## GIVEN TASK
Can you rewrite everything from the row containing "Annotate the toddler's" down to the end of the rows below, putting "child's hand" in place of "toddler's hand" and changing nothing else? Leave the pictures out of your answer.

## SOURCE DATA

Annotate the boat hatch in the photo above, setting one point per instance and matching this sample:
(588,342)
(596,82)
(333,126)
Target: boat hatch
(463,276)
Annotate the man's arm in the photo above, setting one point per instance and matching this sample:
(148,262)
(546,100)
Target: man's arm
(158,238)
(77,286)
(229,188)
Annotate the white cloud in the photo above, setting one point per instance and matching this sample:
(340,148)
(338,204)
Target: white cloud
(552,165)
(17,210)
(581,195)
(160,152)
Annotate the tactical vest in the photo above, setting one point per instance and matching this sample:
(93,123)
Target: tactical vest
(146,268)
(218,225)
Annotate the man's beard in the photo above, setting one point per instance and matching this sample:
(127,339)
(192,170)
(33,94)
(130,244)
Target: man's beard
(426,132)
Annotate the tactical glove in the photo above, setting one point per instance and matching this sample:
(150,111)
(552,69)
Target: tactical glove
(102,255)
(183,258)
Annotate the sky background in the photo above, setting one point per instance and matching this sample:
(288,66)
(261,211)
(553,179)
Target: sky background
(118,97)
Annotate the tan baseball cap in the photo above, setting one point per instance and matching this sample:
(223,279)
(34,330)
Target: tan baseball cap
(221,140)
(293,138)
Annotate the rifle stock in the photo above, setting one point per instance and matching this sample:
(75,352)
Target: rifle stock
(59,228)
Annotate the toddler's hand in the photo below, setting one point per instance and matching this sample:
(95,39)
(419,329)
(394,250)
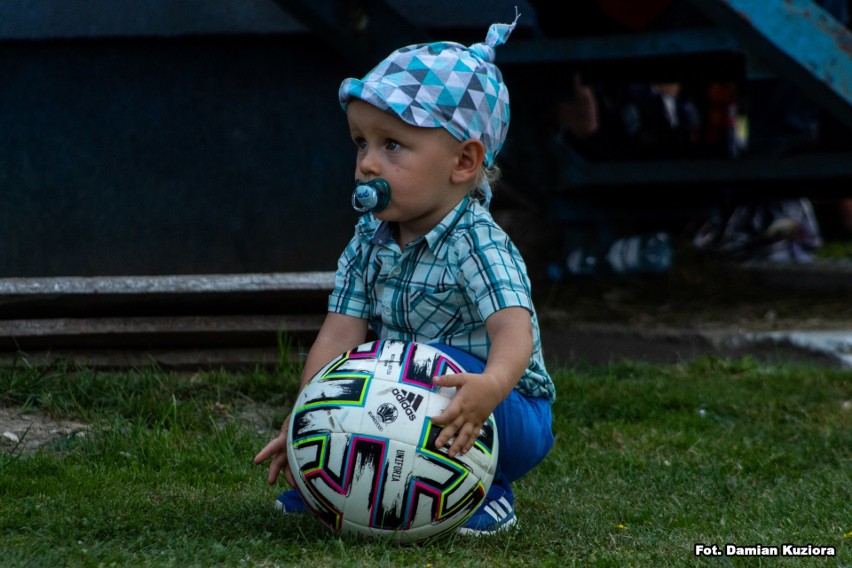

## CORRECT OUTPUT
Annotate the child's hand in the photo below, setting one point per instance and matching this sample:
(95,39)
(419,329)
(394,250)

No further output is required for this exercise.